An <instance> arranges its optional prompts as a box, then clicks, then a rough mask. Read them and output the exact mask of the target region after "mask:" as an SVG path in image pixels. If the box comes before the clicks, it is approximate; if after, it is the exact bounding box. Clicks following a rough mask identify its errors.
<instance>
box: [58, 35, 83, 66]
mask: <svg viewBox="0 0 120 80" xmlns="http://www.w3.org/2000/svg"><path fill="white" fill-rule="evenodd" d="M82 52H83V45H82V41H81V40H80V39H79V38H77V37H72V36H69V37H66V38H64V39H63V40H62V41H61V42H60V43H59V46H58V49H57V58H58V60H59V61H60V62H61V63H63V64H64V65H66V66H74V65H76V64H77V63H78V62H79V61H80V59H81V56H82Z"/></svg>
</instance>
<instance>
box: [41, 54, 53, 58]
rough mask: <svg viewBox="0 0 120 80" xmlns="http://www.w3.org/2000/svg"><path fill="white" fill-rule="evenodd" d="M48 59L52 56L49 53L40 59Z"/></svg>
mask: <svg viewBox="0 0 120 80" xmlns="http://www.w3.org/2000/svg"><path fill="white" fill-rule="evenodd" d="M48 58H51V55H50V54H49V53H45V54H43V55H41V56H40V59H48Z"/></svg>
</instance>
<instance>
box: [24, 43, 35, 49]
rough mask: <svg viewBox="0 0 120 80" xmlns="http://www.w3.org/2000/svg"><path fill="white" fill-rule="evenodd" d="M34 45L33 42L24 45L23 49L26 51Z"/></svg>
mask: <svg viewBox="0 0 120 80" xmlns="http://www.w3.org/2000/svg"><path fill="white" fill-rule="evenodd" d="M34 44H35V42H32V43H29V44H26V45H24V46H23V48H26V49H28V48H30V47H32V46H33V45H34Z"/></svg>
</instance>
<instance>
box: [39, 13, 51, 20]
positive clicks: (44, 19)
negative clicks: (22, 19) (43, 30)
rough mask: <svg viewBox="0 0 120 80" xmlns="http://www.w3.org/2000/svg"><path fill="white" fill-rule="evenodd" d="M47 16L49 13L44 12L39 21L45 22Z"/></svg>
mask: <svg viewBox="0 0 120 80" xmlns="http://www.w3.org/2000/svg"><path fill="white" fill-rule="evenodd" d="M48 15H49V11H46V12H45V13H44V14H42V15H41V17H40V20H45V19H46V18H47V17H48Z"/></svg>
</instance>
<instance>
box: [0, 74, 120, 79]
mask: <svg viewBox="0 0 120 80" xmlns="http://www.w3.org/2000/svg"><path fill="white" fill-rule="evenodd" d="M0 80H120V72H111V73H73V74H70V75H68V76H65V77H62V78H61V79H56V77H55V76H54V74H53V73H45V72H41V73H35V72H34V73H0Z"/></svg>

• • • • • • •

▶ PROBLEM TO SOLVE:
Only lines with the word "clicks" should be collected from the material.

▶ COMPLETED EXERCISE:
An <instance> arranges its optional prompts as a box, then clicks, then a rough mask. Read them and output the exact mask of the target region after "mask:" as an SVG path in image pixels. If the box comes before the clicks, it is approximate; if after, it is the exact bounding box. Clicks following a rough mask identify its errors.
positive clicks: (44, 19)
negative clicks: (22, 19) (43, 30)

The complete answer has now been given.